• **Требуемое задание a**
Обновите записи от строки, содержащей «Target: house roof», до конца записей включительно: замените «drop a dot» на «place a point» и ничего больше не меняйте. Приведите только этот участок записей.

• **Текстовый блок**
++++++++++
Этот обзор царских посольств в Османскую империю в до- и послепетровскую эпоху дополняет картину характера петровской дипломатии. Центральную роль в этой картине обычно занимает Великое посольство 1697–1698 годов. В историографии это посольство рассматривается в первую очередь как способ сбора необходимой для преобразования России информации[115]. Подобная интерпретация Великого посольства соответствует нарративу о петровской модернизации России, в котором личное «ученичество» царя на Западе занимает большое место. Действительно, россияне начала XVIII столетия порой остро осознавали технологическое отставание своей страны и искали военные, управленческие и политические модели, которые позволили бы преодолеть расстояние, отделявшее их от более развитых держав Западной и Центральной Европы. Однако это только часть истории. Принимать ее за полную картину – значит анахронистически проецировать реалии XIX и XX веков на более ранний период. Соображения статуса были не менее важны, чем новые технологии. Желание стать «самознатнейшей» державой в Константинополе отражало раннемодерную ментальность, которая делала царей и бояр столь неуступчивыми в вопросах церемонии.
++++++++++
• **Требуемое задание b**
Перечислите все виды моделей, которые, согласно фрагменту о петровской дипломатии, искали россияне начала XVIII столетия.

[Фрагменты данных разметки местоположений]
++++++++++
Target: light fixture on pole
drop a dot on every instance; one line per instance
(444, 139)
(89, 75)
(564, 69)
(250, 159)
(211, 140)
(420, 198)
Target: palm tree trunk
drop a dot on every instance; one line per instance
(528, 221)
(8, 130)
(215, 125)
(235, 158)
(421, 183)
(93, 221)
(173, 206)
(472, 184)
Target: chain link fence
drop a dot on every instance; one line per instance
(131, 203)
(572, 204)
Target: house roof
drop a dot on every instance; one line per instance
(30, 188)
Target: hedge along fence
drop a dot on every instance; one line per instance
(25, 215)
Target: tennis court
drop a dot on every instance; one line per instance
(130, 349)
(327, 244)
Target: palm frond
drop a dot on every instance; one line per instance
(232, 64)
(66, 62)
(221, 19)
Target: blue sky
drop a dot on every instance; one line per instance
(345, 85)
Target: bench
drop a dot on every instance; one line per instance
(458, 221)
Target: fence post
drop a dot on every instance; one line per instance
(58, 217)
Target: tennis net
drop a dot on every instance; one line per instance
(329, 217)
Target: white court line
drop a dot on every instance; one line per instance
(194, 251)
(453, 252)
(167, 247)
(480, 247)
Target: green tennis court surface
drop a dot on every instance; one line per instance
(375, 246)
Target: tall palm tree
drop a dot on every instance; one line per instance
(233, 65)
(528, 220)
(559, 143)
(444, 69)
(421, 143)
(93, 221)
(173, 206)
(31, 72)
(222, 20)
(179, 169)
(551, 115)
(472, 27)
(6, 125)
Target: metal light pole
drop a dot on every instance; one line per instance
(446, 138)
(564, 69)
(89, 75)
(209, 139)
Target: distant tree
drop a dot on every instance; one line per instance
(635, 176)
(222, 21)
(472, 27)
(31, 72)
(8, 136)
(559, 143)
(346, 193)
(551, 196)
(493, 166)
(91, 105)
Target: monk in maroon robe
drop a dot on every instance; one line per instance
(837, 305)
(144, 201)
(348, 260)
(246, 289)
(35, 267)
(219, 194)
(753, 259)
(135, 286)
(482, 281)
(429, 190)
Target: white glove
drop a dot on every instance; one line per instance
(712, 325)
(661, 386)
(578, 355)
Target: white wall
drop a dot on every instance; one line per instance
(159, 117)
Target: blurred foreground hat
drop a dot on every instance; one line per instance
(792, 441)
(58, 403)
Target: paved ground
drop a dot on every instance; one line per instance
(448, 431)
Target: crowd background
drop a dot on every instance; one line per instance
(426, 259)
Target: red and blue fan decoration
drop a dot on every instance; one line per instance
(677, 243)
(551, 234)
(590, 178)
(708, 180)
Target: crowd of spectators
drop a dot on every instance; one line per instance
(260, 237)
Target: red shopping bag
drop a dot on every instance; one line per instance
++++++++++
• **Ожидаемый ответ a**
Target: house roof
place a point on every instance; one line per instance
(30, 188)
Target: hedge along fence
place a point on every instance; one line per instance
(25, 215)
Target: tennis court
place a point on every instance; one line per instance
(130, 349)
(327, 244)
Target: palm frond
place a point on every instance; one line per instance
(232, 64)
(66, 62)
(221, 19)
Target: blue sky
place a point on every instance; one line per instance
(345, 85)
Target: bench
place a point on every instance; one line per instance
(458, 221)
Target: fence post
place a point on every instance; one line per instance
(58, 217)
Target: tennis net
place a point on every instance; one line per instance
(329, 217)
Target: white court line
place a point on every instance; one line per instance
(194, 251)
(453, 252)
(167, 247)
(480, 247)
Target: green tennis court surface
place a point on every instance; one line per instance
(375, 246)
Target: tall palm tree
place a point on every instance; one line per instance
(233, 65)
(528, 220)
(559, 143)
(444, 69)
(421, 143)
(93, 221)
(173, 206)
(31, 72)
(222, 20)
(179, 169)
(551, 115)
(472, 27)
(6, 125)
Target: metal light pole
place a point on every instance; one line per instance
(446, 138)
(564, 69)
(89, 75)
(209, 139)
Target: distant tree
place a point on every instance; one line per instance
(635, 176)
(222, 21)
(472, 27)
(31, 72)
(8, 136)
(559, 143)
(346, 193)
(551, 196)
(493, 166)
(91, 105)
Target: monk in maroon robe
place a point on every instance; one line per instance
(837, 305)
(144, 201)
(348, 260)
(246, 289)
(35, 267)
(219, 194)
(753, 259)
(135, 286)
(482, 281)
(429, 190)
Target: white glove
place a point on every instance; one line per instance
(712, 325)
(661, 386)
(578, 355)
Target: white wall
place a point on every instance; one line per instance
(159, 117)
Target: blurred foreground hat
place a point on every instance; one line per instance
(792, 441)
(58, 403)
Target: paved ground
place a point on every instance; one line per instance
(448, 431)
Target: crowd background
place a point on every instance; one line per instance
(426, 259)
Target: red and blue fan decoration
place a point on every instance; one line per instance
(677, 243)
(551, 234)
(590, 178)
(708, 180)
Target: crowd of spectators
place a point on every instance; one line per instance
(260, 237)
Target: red shopping bag
place a point on every instance; one line per instance

• **Ожидаемый ответ b**
военные, управленческие, политические